Repeat verbatim the lines of the data below, beginning with the line containing "point: butterfly head" and continuing to the end.

--- START OF The data ---

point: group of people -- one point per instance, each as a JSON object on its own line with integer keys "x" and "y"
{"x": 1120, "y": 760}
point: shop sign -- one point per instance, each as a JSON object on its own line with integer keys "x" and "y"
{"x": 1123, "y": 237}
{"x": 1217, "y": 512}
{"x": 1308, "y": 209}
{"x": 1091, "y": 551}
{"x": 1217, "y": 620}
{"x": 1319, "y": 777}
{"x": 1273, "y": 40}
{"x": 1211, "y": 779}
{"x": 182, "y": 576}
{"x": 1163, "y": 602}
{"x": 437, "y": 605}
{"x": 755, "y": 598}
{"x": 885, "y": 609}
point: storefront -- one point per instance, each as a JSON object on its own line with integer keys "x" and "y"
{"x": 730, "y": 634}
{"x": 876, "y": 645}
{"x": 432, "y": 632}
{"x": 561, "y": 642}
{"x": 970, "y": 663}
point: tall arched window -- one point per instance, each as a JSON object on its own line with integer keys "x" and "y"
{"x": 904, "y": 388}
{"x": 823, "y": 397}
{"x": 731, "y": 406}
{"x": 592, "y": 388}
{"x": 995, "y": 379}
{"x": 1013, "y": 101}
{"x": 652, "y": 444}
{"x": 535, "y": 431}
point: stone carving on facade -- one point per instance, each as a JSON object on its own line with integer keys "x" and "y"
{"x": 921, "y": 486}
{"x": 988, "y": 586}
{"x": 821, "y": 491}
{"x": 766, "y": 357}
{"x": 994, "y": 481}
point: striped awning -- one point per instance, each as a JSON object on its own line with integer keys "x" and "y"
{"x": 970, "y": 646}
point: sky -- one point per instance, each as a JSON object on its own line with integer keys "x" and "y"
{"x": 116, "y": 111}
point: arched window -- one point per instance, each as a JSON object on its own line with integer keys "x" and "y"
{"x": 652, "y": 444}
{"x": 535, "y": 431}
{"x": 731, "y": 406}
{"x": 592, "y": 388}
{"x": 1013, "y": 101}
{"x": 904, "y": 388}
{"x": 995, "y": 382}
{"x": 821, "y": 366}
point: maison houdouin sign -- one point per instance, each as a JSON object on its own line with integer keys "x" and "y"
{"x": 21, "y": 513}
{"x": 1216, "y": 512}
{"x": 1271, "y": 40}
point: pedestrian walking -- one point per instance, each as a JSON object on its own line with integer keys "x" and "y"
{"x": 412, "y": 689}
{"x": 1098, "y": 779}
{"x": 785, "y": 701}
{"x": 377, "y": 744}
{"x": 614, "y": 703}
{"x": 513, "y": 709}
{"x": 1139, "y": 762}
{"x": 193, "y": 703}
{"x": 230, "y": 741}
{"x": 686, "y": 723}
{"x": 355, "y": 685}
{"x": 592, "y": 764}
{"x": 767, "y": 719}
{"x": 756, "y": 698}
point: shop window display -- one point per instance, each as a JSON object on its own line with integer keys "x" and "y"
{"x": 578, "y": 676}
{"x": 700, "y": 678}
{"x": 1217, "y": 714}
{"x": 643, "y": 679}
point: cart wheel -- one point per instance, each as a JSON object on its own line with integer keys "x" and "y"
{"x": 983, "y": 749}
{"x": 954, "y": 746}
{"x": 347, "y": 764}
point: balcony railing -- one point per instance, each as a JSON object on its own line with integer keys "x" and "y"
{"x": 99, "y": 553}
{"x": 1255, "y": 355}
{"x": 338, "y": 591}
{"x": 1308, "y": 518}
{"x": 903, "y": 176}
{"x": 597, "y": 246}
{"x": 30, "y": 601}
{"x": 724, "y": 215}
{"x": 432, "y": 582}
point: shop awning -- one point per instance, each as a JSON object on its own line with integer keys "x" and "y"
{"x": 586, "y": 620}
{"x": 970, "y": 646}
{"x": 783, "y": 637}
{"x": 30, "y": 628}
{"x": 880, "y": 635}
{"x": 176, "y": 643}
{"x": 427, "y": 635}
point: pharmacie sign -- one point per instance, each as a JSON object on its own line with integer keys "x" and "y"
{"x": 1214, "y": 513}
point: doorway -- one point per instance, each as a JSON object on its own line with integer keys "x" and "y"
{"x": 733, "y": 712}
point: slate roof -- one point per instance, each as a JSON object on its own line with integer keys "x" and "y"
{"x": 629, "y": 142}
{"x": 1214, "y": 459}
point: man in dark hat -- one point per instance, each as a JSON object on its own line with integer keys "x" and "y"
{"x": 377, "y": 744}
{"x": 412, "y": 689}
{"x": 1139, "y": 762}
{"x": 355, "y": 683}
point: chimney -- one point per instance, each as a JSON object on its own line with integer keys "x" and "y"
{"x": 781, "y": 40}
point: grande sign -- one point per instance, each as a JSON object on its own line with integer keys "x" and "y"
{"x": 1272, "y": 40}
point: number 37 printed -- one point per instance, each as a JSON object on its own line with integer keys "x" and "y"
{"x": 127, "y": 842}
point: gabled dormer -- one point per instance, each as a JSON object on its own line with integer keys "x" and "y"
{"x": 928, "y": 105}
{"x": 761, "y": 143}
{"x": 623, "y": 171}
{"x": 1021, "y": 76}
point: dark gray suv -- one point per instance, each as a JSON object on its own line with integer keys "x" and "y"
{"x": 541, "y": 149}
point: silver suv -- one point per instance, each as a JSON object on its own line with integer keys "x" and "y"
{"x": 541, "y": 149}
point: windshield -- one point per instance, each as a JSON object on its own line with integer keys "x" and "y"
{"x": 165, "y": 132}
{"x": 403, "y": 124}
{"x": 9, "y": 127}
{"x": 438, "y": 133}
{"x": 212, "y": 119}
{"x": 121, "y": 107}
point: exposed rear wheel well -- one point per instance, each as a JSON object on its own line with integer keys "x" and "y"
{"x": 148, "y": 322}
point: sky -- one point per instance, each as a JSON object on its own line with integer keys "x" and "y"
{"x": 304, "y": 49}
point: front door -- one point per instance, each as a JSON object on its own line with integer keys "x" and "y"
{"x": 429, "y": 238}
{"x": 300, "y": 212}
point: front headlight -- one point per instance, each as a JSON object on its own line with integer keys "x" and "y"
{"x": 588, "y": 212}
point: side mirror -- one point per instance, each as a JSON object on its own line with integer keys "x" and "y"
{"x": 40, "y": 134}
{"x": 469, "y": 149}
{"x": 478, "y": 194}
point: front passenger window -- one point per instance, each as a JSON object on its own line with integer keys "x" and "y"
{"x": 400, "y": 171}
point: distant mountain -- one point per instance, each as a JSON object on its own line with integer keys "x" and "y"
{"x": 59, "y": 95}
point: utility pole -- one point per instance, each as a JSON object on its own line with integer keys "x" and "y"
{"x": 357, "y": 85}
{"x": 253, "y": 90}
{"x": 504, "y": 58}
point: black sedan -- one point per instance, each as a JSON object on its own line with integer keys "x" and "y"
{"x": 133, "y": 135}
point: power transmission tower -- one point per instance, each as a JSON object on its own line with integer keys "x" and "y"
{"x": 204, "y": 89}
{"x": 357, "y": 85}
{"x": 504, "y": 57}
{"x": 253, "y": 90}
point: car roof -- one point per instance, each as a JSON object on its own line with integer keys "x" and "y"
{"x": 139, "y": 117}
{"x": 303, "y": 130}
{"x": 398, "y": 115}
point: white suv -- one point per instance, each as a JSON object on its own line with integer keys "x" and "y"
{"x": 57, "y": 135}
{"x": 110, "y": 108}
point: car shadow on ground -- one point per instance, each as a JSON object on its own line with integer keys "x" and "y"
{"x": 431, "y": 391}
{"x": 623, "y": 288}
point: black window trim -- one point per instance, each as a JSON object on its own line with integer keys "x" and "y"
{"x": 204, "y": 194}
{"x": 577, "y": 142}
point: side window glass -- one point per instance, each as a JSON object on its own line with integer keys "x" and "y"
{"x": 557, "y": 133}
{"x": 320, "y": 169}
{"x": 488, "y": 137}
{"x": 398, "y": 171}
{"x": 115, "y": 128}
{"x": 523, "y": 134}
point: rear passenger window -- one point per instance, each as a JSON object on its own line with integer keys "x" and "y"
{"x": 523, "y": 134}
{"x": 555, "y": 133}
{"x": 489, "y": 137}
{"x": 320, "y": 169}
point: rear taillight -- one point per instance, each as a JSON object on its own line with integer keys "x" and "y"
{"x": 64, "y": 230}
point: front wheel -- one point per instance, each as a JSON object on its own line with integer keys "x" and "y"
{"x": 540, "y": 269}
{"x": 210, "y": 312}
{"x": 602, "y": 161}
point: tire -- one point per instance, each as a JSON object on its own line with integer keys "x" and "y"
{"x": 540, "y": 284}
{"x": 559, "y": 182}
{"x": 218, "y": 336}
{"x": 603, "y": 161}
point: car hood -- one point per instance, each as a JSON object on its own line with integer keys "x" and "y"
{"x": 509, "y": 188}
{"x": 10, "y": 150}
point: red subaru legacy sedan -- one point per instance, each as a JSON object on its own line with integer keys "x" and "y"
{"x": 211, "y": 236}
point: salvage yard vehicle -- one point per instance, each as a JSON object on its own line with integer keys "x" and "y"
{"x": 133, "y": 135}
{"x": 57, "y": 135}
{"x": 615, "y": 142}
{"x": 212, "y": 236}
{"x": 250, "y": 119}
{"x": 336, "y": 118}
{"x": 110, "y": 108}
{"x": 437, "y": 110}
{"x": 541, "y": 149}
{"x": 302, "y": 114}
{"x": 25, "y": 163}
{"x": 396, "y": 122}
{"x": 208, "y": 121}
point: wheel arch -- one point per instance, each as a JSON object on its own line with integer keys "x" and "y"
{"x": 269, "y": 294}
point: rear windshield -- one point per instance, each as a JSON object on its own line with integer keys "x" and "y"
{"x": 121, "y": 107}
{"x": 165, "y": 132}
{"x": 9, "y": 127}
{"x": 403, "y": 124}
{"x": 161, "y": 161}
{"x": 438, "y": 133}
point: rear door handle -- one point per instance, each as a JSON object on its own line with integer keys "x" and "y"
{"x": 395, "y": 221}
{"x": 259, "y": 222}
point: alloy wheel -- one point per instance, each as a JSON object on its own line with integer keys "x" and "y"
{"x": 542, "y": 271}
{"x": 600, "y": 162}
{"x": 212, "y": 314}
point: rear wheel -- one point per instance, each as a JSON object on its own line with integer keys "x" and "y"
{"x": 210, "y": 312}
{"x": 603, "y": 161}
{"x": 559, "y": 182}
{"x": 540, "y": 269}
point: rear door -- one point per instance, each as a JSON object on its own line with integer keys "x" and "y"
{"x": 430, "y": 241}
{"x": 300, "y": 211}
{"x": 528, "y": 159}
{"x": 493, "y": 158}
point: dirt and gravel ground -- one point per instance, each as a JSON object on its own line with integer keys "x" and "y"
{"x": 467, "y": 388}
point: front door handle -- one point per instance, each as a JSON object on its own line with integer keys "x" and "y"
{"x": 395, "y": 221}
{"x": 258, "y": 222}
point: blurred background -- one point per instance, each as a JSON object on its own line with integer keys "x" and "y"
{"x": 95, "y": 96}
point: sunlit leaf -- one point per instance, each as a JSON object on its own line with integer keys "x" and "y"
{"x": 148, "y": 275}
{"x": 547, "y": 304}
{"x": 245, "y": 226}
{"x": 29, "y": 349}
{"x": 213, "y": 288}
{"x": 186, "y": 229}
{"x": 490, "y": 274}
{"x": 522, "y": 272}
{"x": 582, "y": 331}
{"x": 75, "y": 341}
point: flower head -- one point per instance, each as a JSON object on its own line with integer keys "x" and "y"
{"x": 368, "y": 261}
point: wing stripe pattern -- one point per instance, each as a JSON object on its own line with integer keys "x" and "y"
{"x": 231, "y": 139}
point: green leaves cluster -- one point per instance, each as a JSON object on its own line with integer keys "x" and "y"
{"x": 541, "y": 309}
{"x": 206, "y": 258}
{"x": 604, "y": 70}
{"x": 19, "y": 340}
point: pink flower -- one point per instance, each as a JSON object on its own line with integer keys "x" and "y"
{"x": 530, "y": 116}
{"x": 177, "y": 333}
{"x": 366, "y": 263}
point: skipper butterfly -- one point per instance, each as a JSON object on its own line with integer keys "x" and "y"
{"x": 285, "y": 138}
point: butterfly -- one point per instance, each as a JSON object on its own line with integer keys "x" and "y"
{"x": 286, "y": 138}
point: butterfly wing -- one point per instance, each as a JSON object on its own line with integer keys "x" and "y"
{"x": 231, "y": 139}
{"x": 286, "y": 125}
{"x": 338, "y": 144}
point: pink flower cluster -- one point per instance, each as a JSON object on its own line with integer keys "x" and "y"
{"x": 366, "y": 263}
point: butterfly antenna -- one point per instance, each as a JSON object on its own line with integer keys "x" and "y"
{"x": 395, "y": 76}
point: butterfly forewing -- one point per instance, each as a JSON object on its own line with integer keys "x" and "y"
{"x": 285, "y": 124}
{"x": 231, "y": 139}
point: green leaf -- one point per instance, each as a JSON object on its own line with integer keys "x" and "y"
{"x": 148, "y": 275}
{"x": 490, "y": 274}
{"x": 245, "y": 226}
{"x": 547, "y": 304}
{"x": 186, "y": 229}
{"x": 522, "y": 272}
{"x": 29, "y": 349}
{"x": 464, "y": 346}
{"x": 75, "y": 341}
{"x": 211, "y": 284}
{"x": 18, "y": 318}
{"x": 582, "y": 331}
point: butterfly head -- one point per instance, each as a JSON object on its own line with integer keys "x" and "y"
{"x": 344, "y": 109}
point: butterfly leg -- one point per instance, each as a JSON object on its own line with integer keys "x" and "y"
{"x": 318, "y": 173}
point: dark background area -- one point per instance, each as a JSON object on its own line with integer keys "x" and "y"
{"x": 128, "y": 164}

--- END OF The data ---

Answer to the exercise:
point: butterfly head -- one point per instance, each as a JSON object on its own line with integer keys "x" and "y"
{"x": 344, "y": 109}
point: butterfly leg -- one point per instance, each as a JSON object on its own line with integer keys "x" and "y"
{"x": 318, "y": 173}
point: dark background area -- one point per instance, each as a JSON object on its own line with integer keys "x" and "y"
{"x": 128, "y": 164}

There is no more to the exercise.